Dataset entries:
|---|
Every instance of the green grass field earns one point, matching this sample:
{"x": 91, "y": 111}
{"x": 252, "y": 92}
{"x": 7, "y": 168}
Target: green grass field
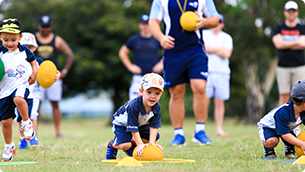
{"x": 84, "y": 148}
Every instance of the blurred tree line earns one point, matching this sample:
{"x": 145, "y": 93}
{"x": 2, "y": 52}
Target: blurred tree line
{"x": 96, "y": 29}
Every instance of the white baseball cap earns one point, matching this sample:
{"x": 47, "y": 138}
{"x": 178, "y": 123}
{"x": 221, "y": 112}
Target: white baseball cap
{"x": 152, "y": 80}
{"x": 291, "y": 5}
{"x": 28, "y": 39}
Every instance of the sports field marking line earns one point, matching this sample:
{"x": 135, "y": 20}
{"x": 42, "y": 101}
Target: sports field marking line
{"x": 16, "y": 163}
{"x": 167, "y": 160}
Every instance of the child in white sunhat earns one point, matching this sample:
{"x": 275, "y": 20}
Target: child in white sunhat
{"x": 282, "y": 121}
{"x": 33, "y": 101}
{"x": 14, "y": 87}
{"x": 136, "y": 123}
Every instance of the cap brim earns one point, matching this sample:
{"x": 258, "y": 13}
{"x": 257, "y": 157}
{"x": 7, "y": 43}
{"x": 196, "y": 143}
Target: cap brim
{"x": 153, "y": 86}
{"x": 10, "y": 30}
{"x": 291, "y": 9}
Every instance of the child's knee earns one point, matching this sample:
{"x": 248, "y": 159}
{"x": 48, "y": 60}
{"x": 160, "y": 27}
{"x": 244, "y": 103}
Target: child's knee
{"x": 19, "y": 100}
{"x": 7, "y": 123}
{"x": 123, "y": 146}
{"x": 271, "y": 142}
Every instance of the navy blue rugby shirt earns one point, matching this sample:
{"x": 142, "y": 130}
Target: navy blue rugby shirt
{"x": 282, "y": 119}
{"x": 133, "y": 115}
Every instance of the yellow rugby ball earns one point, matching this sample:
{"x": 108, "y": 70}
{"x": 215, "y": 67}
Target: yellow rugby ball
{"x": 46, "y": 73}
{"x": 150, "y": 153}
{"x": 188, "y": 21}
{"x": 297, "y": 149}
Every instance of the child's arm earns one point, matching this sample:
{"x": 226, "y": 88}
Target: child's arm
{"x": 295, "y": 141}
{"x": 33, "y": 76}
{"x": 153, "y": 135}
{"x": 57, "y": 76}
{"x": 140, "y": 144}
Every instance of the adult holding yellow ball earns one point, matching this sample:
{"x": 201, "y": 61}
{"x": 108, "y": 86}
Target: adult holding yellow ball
|---|
__What you need to do__. Quote the records in full and exactly; skip any image.

__Solved problem__.
Every instance of the green grass field earns one point, matching this sample:
{"x": 91, "y": 111}
{"x": 252, "y": 92}
{"x": 7, "y": 168}
Target: green grass field
{"x": 84, "y": 148}
Every instance of the blurred tree line earns one point, matching this sample:
{"x": 145, "y": 93}
{"x": 2, "y": 52}
Target: blurred tree line
{"x": 96, "y": 29}
Every instance of the white baseball cap earns one point, matching this sample:
{"x": 47, "y": 138}
{"x": 178, "y": 123}
{"x": 221, "y": 112}
Target: white baseball cap
{"x": 152, "y": 80}
{"x": 291, "y": 5}
{"x": 28, "y": 39}
Every instance of the sports field marking line earns one point, matching this sample:
{"x": 135, "y": 20}
{"x": 42, "y": 101}
Target: sports field marking line
{"x": 16, "y": 163}
{"x": 167, "y": 160}
Every instance of the child in white sunhat earns one point, matching this sample:
{"x": 275, "y": 20}
Target: child in white sunhat
{"x": 282, "y": 121}
{"x": 33, "y": 101}
{"x": 14, "y": 87}
{"x": 136, "y": 123}
Every instance of the cap brim earns one point, matching this sample:
{"x": 258, "y": 13}
{"x": 257, "y": 157}
{"x": 7, "y": 43}
{"x": 196, "y": 143}
Target: cap brim
{"x": 153, "y": 86}
{"x": 10, "y": 30}
{"x": 291, "y": 9}
Every instance of the child's knee earns one point, matching this sample:
{"x": 248, "y": 159}
{"x": 48, "y": 60}
{"x": 160, "y": 27}
{"x": 244, "y": 103}
Target: child's knee
{"x": 19, "y": 100}
{"x": 7, "y": 123}
{"x": 123, "y": 146}
{"x": 271, "y": 142}
Every instance of the navy blue rugby shirt earns one point, matching this sample:
{"x": 142, "y": 130}
Target: navy blue rugby shirt
{"x": 282, "y": 119}
{"x": 133, "y": 115}
Every instance of the yellow rugby ball earns one point, matching this sample:
{"x": 108, "y": 70}
{"x": 215, "y": 67}
Target: yellow rugby ball
{"x": 46, "y": 73}
{"x": 150, "y": 153}
{"x": 188, "y": 21}
{"x": 297, "y": 149}
Every instance of the child's arm earns one point, matching this sample:
{"x": 226, "y": 88}
Target: child's arm
{"x": 295, "y": 141}
{"x": 33, "y": 76}
{"x": 153, "y": 135}
{"x": 57, "y": 76}
{"x": 140, "y": 144}
Every instance of the adult holding yellow ball earns one point, matching this sample:
{"x": 201, "y": 61}
{"x": 108, "y": 86}
Target: adult holding yellow ball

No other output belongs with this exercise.